**THINGS TO DO:**
1. In the Cherry Blossom Festival account, how many people does the crowd at the event typically reach?
2. Name every kind of festival activity that the Cherry Blossom Festival account gives when describing the celebration of all things Japanese.

**PASSAGE FOR REVIEW:**

BEGIN

Last week, three teens, a tween and I piled into the car and headed for Brooklyn to attend Sakura Matsuri, the annual Cherry Blossom Festival at the Brooklyn Botanic Garden. Driving from Connecticut to Brooklyn can take anywhere from 90 minutes to 17 hours, depending on traffic. Sometimes it’s worth the effort.
The festival is a celebration of all things Japanese, from traditional tea ceremonies and martial arts performances to J-Pop concerts and anime activities. There were hundreds of cos-players wandering through the crowd, posing for pictures with fans and paying tribute to their favorite Japanese anime characters. I don’t have a ton of photos, because random people kept wandering into my shots. The crowd typically reaches 70,000 people at this event, so as the day wore on, the crowd got thicker, and thicker and thicker.
We did manage to see a few things.
There was much excitement over the sighting of No Face from the movie Spirited Away. We are all huge fans of Studio Ghibli films for multiple reasons, a primary reason being that all of the female characters save themselves, and sometimes the world from destruction.
Five minutes later I spotted the real NY Senator Chuck Schumer, and the kids were like yeah, whatever, so I didn’t bother with a photo. They were anxious to visit the teeny, tiny trees.

END

**SUPPLIED ENTRIES:**
BEGIN

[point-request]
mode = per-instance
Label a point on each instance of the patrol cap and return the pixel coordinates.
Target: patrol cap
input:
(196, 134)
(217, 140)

END

**SOLUTIONS FOR EACH TASK:**
1. The crowd typically reaches 70,000 people.

2. Traditional tea ceremonies, martial arts performances, J-Pop concerts, and anime activities.